==== Supplied passage

The Web posting of the guidelines was announced by HHS late Friday afternoon, although e-mails were sent Thursday notifying interested individuals who pre-registered with on the Web site run by RTI International, the contractor on the project for the Office of the National Coordinator for Health Information Technology at HHS.

The close of the public comment period is Jan. 22. Subtracting the Martin Luther King federal holiday, it leaves the IT cognoscenti who had signed up just seven business days and only five business days for the remainder of the public to review more than 60 proposed requirements in 16 categories.

RTI created two work groups to prepare the recommendations: one looking at ways to enable healthcare providers to detect and prevent fraud prior to or at the creation of the EHR, the other focusing on ways to prevent or detect fraud after the EHR has been created, either before or after a claim is paid.

The proposed rules deal with a number of functional issues, and, accordingly, will be forwarded to CCHIT, which is developing criteria for testing and certifying healthcare IT products. CCHIT has certified 37 EHR systems for the physician office market. CCHIT is developing additions to the physician office EHR testing criteria that will be used in testing systems after May this year. In addition, CCHIT is working on a first set of criteria for the testing and certification of inpatient EHR products. Testing of these hospital-based systems is to begin later this year.

According to the RTI Web site: "The term 'model requirements' used in this project is meant to indicate a product that will be put forth as recommended criteria for future EHR certifications. These criteria will not become official requirements unless they are adopted as such by entities in the future."

The recommended requirements cover audit trails for information placed in EHRs, tagging every clinical entry in the patient record to physicians or other providers by using the national provider identification number.

Another recommendation proposed to tighten up the wording on existing CCHIT certification criteria that require EHR vendors to create systems that will prompt physicians for data required "to determine appropriate administrative (evaluation and management) codes if such data is not present in encounter data."

The proposed amendment aims to restrict EMR vendors from creating systems that "explicitly or implicitly direct a user to add documentation" for evaluation and management coding.

========
==== Excerpted records

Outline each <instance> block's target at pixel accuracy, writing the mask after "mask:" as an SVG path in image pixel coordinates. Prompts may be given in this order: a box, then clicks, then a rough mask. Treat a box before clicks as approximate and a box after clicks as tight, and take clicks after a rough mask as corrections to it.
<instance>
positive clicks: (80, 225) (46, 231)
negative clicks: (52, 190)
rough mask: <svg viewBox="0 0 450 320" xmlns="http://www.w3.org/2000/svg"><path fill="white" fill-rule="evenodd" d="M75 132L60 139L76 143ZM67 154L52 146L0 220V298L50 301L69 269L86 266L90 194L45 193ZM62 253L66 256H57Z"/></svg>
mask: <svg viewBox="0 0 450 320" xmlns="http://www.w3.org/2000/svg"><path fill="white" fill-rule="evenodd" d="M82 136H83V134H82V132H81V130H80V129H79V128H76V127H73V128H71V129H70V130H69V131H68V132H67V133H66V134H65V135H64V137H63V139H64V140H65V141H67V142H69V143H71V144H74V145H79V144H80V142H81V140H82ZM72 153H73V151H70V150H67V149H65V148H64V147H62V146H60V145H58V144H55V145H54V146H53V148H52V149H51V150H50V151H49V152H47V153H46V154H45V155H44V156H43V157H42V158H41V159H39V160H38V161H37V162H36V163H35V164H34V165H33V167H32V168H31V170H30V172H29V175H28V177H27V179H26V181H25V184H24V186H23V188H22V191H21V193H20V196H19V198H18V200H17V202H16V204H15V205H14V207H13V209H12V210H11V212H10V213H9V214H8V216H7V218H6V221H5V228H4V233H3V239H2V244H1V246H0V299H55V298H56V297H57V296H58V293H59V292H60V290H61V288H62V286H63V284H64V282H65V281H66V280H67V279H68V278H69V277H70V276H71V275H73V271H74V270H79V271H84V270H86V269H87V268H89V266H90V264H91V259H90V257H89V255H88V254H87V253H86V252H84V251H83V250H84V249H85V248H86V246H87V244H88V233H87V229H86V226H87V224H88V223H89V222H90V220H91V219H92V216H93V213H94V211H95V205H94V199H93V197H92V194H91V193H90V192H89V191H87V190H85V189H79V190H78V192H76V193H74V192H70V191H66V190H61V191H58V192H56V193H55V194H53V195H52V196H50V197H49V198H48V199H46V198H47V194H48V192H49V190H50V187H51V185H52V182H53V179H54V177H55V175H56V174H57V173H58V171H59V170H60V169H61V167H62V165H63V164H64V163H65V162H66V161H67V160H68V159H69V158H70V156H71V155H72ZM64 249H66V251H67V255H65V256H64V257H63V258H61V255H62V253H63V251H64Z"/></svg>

========

→ **Required action 1**
How many EHR systems for the physician office market has CCHIT certified, according to the article on the proposed EHR fraud-prevention requirements?
→ **Required action 2**
Extend the article on the proposed EHR fraud-prevention requirements, picking up right after its final sentence.

→ **Reply 1**
CCHIT has certified 37 of them.

→ **Reply 2**
In an explanation of the rationale behind the proposed new CCHIT requirement, the authors said: "It is appropriate for EHRs to calculate an Evaluation and Management (E&M) code from the encounter data which has been entered and to indicate the basis for that calculation. However, it is not appropriate to suggest to the provider that certain additional data, if entered, would increase the level of the E&M code." Copies of the recommendations are available at ehrantifrauddev.rti.org, although access to the documents and the ability to post comments are restricted to those who register on the site.

Peel said the draft does not include requirements giving patients the right to control access to their information, to segment access to specific portions and to block access to other, more sensitive information, and does not ensure that proposed EHR audit functions also record and allow patients to know who has audited their records.

"The draft is supposed to be designed to help corporations and the government detect fraud, but who better to detect fraud in his/her own record than the patient himself or herself or record reviews by panels of expert physicians?" Peel wrote. "Instead, the draft is designed to grant payers access to EHRs that patients would never agree to: open access not just to 'episodes of care,' but to patients' entire medical records. This draft is designed to eliminate patients' fundamental rights to control access to their medical records, by claiming that such access is needed to detect fraud."

In a telephone interview, Peel said, "The patient should decide who has access and what their information is to be used for, not ONCHIT or HHS," Peel said. "They wave a word in front of us, fraud, woo, and we're supposed to say, 'Sure, go ahead.' They think that we're all opposed to fraud and we are, but that just isn't the way to do it. There is a better way to fight crime than violate the privacy of every law-abiding citizen."